**Task requirements:** Find every line in the entries below that contains the word "wooden", and copy each of those lines.

════════

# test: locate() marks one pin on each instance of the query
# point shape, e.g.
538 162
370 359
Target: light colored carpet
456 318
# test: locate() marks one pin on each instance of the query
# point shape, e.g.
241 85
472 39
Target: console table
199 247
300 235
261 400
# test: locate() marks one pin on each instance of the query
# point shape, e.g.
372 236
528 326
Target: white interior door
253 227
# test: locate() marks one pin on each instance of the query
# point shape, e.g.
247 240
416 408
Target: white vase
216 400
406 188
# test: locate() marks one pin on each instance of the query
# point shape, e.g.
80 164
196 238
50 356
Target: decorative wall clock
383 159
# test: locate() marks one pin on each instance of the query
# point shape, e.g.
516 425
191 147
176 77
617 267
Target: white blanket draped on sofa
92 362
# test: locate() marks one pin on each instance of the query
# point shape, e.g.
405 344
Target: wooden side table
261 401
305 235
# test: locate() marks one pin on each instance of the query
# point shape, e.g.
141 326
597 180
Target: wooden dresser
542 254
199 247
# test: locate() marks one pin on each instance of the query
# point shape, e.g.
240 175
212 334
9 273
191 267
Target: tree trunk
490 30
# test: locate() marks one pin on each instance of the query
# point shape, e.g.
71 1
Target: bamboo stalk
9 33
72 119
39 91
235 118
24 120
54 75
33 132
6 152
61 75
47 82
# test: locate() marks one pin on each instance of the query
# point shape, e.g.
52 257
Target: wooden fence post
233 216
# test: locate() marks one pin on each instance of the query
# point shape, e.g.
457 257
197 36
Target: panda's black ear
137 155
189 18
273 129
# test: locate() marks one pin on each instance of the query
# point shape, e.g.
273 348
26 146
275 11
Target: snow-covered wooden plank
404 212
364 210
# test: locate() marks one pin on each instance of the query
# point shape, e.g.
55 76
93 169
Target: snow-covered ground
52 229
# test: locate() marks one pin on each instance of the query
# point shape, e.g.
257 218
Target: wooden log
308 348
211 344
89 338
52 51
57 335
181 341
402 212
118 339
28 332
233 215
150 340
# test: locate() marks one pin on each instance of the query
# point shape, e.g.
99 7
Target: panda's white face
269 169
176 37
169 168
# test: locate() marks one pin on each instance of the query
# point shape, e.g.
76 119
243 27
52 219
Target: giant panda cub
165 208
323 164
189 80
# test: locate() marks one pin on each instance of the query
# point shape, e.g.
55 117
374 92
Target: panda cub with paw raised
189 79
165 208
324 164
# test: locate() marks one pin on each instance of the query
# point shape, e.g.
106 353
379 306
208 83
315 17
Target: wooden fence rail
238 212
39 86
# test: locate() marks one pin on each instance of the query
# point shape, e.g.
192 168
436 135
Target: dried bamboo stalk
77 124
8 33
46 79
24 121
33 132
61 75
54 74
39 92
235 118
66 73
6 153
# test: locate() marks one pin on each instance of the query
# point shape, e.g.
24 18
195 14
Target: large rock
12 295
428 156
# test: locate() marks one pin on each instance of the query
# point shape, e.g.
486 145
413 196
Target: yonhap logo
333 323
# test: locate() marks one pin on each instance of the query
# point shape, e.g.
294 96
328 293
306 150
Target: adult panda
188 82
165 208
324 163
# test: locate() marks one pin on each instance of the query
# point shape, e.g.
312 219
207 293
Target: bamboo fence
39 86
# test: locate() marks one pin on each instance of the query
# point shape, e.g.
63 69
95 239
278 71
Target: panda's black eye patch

════════

**Problem solution:**
Target: wooden side table
Target: wooden dresser
Target: wooden fence post
Target: snow-covered wooden plank
Target: wooden log
Target: wooden fence rail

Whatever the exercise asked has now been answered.